Enunciado de tarea =>
Presenta todos los registros que siguen como una tabla en Markdown con las columnas «Fila» y «Línea». Cada fila debe llevar su número correlativo y una línea de los registros, sin incluir las líneas en blanco.

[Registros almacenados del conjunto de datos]
--
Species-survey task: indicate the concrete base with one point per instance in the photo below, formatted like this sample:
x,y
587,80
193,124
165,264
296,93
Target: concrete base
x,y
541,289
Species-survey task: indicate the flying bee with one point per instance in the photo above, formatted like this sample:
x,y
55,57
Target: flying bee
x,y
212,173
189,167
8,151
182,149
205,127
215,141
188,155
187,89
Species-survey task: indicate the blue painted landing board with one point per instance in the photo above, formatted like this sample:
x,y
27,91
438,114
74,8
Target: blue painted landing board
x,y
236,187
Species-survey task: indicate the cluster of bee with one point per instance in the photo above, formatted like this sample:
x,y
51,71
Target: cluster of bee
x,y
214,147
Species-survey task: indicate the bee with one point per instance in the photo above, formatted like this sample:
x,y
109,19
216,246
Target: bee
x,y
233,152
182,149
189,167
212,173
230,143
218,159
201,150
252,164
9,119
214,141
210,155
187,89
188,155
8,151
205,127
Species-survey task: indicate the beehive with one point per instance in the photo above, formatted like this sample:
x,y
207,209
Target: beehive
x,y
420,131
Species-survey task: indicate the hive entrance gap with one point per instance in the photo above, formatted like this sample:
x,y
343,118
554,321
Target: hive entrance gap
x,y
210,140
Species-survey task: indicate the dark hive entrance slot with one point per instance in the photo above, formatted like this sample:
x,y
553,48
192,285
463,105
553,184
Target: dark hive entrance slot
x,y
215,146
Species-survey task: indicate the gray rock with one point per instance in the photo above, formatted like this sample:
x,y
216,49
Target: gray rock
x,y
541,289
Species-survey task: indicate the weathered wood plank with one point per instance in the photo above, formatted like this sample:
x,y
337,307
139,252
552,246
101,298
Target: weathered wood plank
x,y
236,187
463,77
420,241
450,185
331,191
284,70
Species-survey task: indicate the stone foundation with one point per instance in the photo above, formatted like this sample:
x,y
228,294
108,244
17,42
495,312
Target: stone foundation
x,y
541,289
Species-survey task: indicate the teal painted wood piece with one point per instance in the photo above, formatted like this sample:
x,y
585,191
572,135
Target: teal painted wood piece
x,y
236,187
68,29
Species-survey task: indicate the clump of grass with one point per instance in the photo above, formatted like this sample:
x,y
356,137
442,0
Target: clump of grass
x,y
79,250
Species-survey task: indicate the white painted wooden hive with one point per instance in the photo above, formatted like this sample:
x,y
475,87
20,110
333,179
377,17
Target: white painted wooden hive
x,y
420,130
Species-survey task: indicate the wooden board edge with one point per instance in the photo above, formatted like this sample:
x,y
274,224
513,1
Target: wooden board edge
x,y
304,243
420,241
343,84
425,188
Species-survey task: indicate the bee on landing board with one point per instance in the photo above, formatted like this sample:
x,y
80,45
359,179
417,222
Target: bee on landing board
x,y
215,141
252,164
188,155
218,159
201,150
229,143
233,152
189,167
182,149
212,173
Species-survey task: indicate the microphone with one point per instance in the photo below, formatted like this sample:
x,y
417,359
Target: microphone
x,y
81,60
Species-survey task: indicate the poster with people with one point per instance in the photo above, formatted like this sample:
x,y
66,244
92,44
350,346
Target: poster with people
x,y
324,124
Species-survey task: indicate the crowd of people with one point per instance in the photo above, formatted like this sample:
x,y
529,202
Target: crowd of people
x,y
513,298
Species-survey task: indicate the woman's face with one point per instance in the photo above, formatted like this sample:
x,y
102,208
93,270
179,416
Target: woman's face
--
Respuesta =>
| Fila | Línea |
|---|---|
| 1 | Species-survey task: indicate the concrete base with one point per instance in the photo below, formatted like this sample: |
| 2 | x,y |
| 3 | 587,80 |
| 4 | 193,124 |
| 5 | 165,264 |
| 6 | 296,93 |
| 7 | Target: concrete base |
| 8 | x,y |
| 9 | 541,289 |
| 10 | Species-survey task: indicate the flying bee with one point per instance in the photo above, formatted like this sample: |
| 11 | x,y |
| 12 | 55,57 |
| 13 | Target: flying bee |
| 14 | x,y |
| 15 | 212,173 |
| 16 | 189,167 |
| 17 | 8,151 |
| 18 | 182,149 |
| 19 | 205,127 |
| 20 | 215,141 |
| 21 | 188,155 |
| 22 | 187,89 |
| 23 | Species-survey task: indicate the blue painted landing board with one point per instance in the photo above, formatted like this sample: |
| 24 | x,y |
| 25 | 27,91 |
| 26 | 438,114 |
| 27 | 74,8 |
| 28 | Target: blue painted landing board |
| 29 | x,y |
| 30 | 236,187 |
| 31 | Species-survey task: indicate the cluster of bee with one point per instance in the photo above, formatted like this sample: |
| 32 | x,y |
| 33 | 51,71 |
| 34 | Target: cluster of bee |
| 35 | x,y |
| 36 | 214,147 |
| 37 | Species-survey task: indicate the bee with one point per instance in the photo above, formatted like this sample: |
| 38 | x,y |
| 39 | 109,19 |
| 40 | 216,246 |
| 41 | Target: bee |
| 42 | x,y |
| 43 | 233,152 |
| 44 | 182,149 |
| 45 | 189,167 |
| 46 | 212,173 |
| 47 | 230,143 |
| 48 | 218,159 |
| 49 | 201,150 |
| 50 | 252,164 |
| 51 | 9,119 |
| 52 | 214,141 |
| 53 | 210,155 |
| 54 | 187,89 |
| 55 | 188,155 |
| 56 | 8,151 |
| 57 | 205,127 |
| 58 | Species-survey task: indicate the beehive with one point per instance in the photo above, formatted like this sample: |
| 59 | x,y |
| 60 | 207,209 |
| 61 | Target: beehive |
| 62 | x,y |
| 63 | 420,131 |
| 64 | Species-survey task: indicate the hive entrance gap with one point per instance in the photo above, formatted like this sample: |
| 65 | x,y |
| 66 | 343,118 |
| 67 | 554,321 |
| 68 | Target: hive entrance gap |
| 69 | x,y |
| 70 | 210,140 |
| 71 | Species-survey task: indicate the dark hive entrance slot with one point per instance in the photo above, formatted like this sample: |
| 72 | x,y |
| 73 | 553,48 |
| 74 | 192,285 |
| 75 | 463,105 |
| 76 | 553,184 |
| 77 | Target: dark hive entrance slot |
| 78 | x,y |
| 79 | 215,146 |
| 80 | Species-survey task: indicate the gray rock with one point per instance in the photo above, formatted like this sample: |
| 81 | x,y |
| 82 | 216,49 |
| 83 | Target: gray rock |
| 84 | x,y |
| 85 | 541,289 |
| 86 | Species-survey task: indicate the weathered wood plank with one point per instance in the photo above, formatted like this sample: |
| 87 | x,y |
| 88 | 337,307 |
| 89 | 139,252 |
| 90 | 552,246 |
| 91 | 101,298 |
| 92 | Target: weathered wood plank |
| 93 | x,y |
| 94 | 236,187 |
| 95 | 463,77 |
| 96 | 420,241 |
| 97 | 450,185 |
| 98 | 331,191 |
| 99 | 284,70 |
| 100 | Species-survey task: indicate the stone foundation with one point per instance in the photo above, formatted like this sample: |
| 101 | x,y |
| 102 | 228,294 |
| 103 | 108,244 |
| 104 | 17,42 |
| 105 | 495,312 |
| 106 | Target: stone foundation |
| 107 | x,y |
| 108 | 541,289 |
| 109 | Species-survey task: indicate the teal painted wood piece with one point per instance in the photo above, formatted like this sample: |
| 110 | x,y |
| 111 | 585,191 |
| 112 | 572,135 |
| 113 | Target: teal painted wood piece |
| 114 | x,y |
| 115 | 236,187 |
| 116 | 68,29 |
| 117 | Species-survey task: indicate the clump of grass with one point per instance in the photo above, formatted like this sample: |
| 118 | x,y |
| 119 | 356,137 |
| 120 | 442,0 |
| 121 | Target: clump of grass |
| 122 | x,y |
| 123 | 79,250 |
| 124 | Species-survey task: indicate the white painted wooden hive with one point per instance in the photo above, formatted like this sample: |
| 125 | x,y |
| 126 | 475,87 |
| 127 | 20,110 |
| 128 | 333,179 |
| 129 | 377,17 |
| 130 | Target: white painted wooden hive |
| 131 | x,y |
| 132 | 420,130 |
| 133 | Species-survey task: indicate the wooden board edge with one point per instance in the photo above, formatted like this sample: |
| 134 | x,y |
| 135 | 274,224 |
| 136 | 513,1 |
| 137 | Target: wooden board edge |
| 138 | x,y |
| 139 | 304,243 |
| 140 | 420,241 |
| 141 | 343,84 |
| 142 | 425,188 |
| 143 | Species-survey task: indicate the bee on landing board with one point per instance in the photo above, formatted like this sample: |
| 144 | x,y |
| 145 | 80,45 |
| 146 | 359,179 |
| 147 | 417,222 |
| 148 | Target: bee on landing board |
| 149 | x,y |
| 150 | 215,141 |
| 151 | 252,164 |
| 152 | 188,155 |
| 153 | 218,159 |
| 154 | 201,150 |
| 155 | 229,143 |
| 156 | 233,152 |
| 157 | 189,167 |
| 158 | 182,149 |
| 159 | 212,173 |
| 160 | Species-survey task: indicate the microphone with one point per instance in the photo below, formatted like this sample: |
| 161 | x,y |
| 162 | 417,359 |
| 163 | Target: microphone |
| 164 | x,y |
| 165 | 81,60 |
| 166 | Species-survey task: indicate the poster with people with one point per instance in the photo above, formatted like this sample: |
| 167 | x,y |
| 168 | 66,244 |
| 169 | 92,44 |
| 170 | 350,346 |
| 171 | Target: poster with people |
| 172 | x,y |
| 173 | 324,124 |
| 174 | Species-survey task: indicate the crowd of people with one point per instance in the photo above, formatted like this sample: |
| 175 | x,y |
| 176 | 529,202 |
| 177 | Target: crowd of people |
| 178 | x,y |
| 179 | 513,298 |
| 180 | Species-survey task: indicate the woman's face with one point per instance in the photo above, formatted like this sample: |
| 181 | x,y |
| 182 | 102,208 |
| 183 | 93,270 |
| 184 | 179,416 |
| 185 | Target: woman's face |